YOUR OBJECTIVE: Write out all the lines again, precisely as they stand, but without the images.

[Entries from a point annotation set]
::::::::::
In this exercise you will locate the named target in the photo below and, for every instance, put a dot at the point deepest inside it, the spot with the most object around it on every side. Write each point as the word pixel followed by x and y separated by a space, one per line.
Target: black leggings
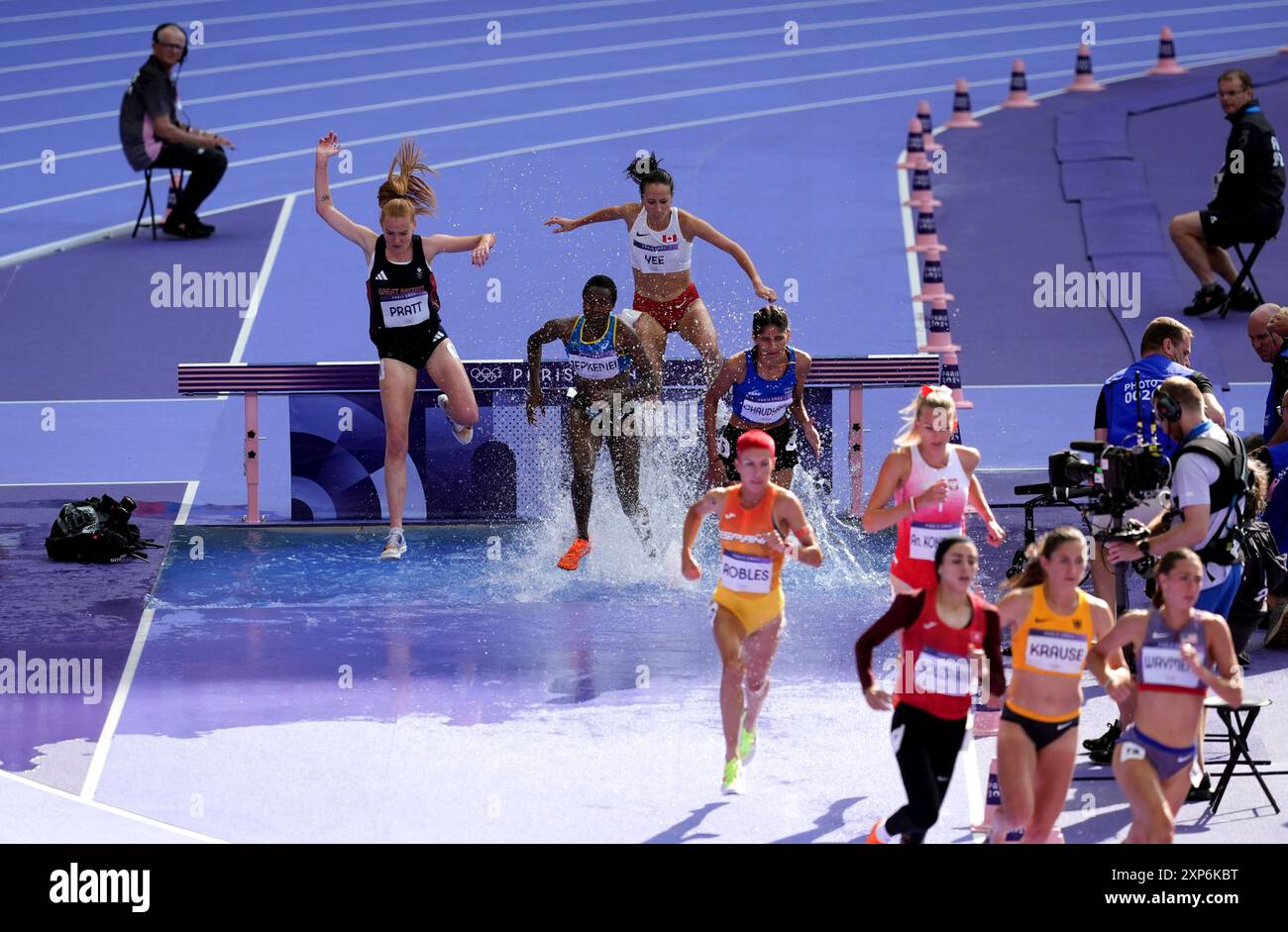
pixel 926 753
pixel 207 166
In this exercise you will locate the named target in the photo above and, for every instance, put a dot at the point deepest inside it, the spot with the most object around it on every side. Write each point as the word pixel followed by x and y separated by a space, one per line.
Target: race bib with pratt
pixel 746 573
pixel 404 309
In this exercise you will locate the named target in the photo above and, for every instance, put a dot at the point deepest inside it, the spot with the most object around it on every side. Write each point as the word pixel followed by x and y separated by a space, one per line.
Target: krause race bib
pixel 765 409
pixel 404 309
pixel 1056 652
pixel 593 365
pixel 1162 665
pixel 923 537
pixel 746 573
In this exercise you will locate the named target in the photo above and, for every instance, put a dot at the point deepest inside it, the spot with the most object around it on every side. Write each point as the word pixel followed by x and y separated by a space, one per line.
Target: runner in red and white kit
pixel 944 631
pixel 931 483
pixel 661 248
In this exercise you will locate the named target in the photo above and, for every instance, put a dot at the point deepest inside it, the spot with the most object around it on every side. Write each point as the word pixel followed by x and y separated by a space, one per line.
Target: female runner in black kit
pixel 402 299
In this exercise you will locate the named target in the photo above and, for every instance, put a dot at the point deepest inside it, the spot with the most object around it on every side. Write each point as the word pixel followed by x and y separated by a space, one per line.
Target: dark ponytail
pixel 645 170
pixel 1167 564
pixel 1044 546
::::::::::
RESULT FOR THIS TASK:
In this exercise you will locate the named target in the photo below and, for every instance, put a dot at the point deepest inside it, the spot with the most object around it on every side. Write each point as the word pixel followed by x and y separated by a space, one per line.
Target: black leggings
pixel 926 753
pixel 207 166
In this exercise you will locate the named target in the photo above and, for every instance, put a dot at the point deepest inside it, the spot with the most object around it on every side. Write each point as the word pixel followed by x and y separated by a space, one per line.
Target: race bib with pratt
pixel 746 573
pixel 404 309
In this exercise you will locate the named target in the photo above and, for every instance, put a dot at the point deepest inside it, the spot with the most object around it on every side. Write each point as the word pixel followed by x and y separated by a space, one per line.
Target: krause race bib
pixel 765 409
pixel 404 309
pixel 1056 652
pixel 593 365
pixel 1162 665
pixel 923 537
pixel 746 573
In this exercise you will locate the named target in the photo above and, for every instance, put a dot at the point deepest inside it, the spot with the most object around it on every side. Write each point as the word pixel followed by x and y separated by a space, one per line.
Target: runner in red and white kit
pixel 944 631
pixel 931 483
pixel 661 248
In this exercise you will locate the named target in the photo above and, for every instance, put a dot at the point deepest inside it, the spot with the most object around it on every side. Write each point as the word pixel followed by x and y separated by a space, one per line.
Target: female runner in black kit
pixel 402 299
In this exercise you will locate the named target in the photo above and, for every instance, put a dot at the point deepest inside it, the spot with the most object around it on every side. Write each point as the word pixel followed by x and y separated by a space, one per line.
Target: dark ponytail
pixel 645 170
pixel 1167 564
pixel 1044 546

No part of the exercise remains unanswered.